PAGE EXCERPT >>
■ ■ ■ ■ ■

Argonne sets new marks for high-speed data transfer

Argonne sets new marks for high-speed data transfer

Researchers from the Argonne National Laboratory, working with DataDirect Networks (DDN), transferred 65 terabytes of data in under 100 minutes between storage systems, a digital accomplishment that would have taken two days with a 10 gigabit/sec connection.

The demonstration took place over a 100 Gbps wide-area network connection between storage centers in Ottawa Canada and New Orleans, La., last month at SC14, a conference for high-performance computing.

The team, with support from networking firms Ciena and Brocade and Internet research group ICAIR, reached data transfer rates above 85 Gbps—with peaks at over 90 Gbps, according to a report from the Argonne lab.

Achieving the record speeds involved combining file and virtual machine features of the DDN storage controller, the wide-area data transfer capabilities of the Globus GridFTP server and an advanced 100 G wide-area network.

DDN offers massively scalable storage systems for big data and data intensive applications, such as supercomputing, seismic processing and genomics. The open source Globus GridFTP server uses an extension of the standard File Transfer Protocol for high-speed, secure data transfers.

"Embedding the GridFTP servers in virtual machines on DDN's storage controller eliminates the need for external data transfer nodes and network adapters," said Raj Kettimuthu, principal software development specialist at Argonne.

■ ■ ■ ■ ■

PROVIDED INFORMATION >>
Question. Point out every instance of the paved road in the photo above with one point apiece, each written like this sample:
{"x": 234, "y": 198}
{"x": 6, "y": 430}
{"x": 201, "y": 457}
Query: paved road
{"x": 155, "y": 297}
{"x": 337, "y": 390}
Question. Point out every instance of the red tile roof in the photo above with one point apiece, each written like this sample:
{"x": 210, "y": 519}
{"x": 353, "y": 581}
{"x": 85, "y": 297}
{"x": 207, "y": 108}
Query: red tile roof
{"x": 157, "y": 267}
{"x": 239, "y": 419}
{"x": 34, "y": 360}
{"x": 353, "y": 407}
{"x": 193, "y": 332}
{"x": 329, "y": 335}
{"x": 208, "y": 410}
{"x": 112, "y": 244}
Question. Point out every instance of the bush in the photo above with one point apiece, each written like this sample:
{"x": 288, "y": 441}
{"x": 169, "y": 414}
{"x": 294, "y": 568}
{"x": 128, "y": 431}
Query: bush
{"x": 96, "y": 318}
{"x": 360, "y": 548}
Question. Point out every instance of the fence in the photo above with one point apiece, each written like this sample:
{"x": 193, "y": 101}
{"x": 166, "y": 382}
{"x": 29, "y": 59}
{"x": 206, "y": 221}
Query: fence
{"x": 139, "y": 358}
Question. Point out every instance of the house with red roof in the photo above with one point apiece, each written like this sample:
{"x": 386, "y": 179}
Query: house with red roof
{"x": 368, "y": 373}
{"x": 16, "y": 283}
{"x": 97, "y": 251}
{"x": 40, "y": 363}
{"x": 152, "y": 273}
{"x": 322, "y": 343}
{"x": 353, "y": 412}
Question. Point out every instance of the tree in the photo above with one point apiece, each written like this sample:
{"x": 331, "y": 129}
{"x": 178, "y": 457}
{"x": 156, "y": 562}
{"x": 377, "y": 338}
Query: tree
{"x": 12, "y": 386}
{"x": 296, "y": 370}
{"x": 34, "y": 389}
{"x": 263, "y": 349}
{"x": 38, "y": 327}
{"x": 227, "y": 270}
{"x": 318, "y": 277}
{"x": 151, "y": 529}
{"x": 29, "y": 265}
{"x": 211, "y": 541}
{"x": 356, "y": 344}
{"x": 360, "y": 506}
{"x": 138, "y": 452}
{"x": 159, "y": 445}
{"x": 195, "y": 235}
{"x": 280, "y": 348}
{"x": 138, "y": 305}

■ ■ ■ ■ ■

Return the full article on Argonne's high-speed data transfer record word for word.

Argonne sets new marks for high-speed data transfer

Argonne sets new marks for high-speed data transfer

Researchers from the Argonne National Laboratory, working with DataDirect Networks (DDN), transferred 65 terabytes of data in under 100 minutes between storage systems, a digital accomplishment that would have taken two days with a 10 gigabit/sec connection.

The demonstration took place over a 100 Gbps wide-area network connection between storage centers in Ottawa Canada and New Orleans, La., last month at SC14, a conference for high-performance computing.

The team, with support from networking firms Ciena and Brocade and Internet research group ICAIR, reached data transfer rates above 85 Gbps—with peaks at over 90 Gbps, according to a report from the Argonne lab.

Achieving the record speeds involved combining file and virtual machine features of the DDN storage controller, the wide-area data transfer capabilities of the Globus GridFTP server and an advanced 100 G wide-area network.

DDN offers massively scalable storage systems for big data and data intensive applications, such as supercomputing, seismic processing and genomics. The open source Globus GridFTP server uses an extension of the standard File Transfer Protocol for high-speed, secure data transfers.

"Embedding the GridFTP servers in virtual machines on DDN's storage controller eliminates the need for external data transfer nodes and network adapters," said Raj Kettimuthu, principal software development specialist at Argonne.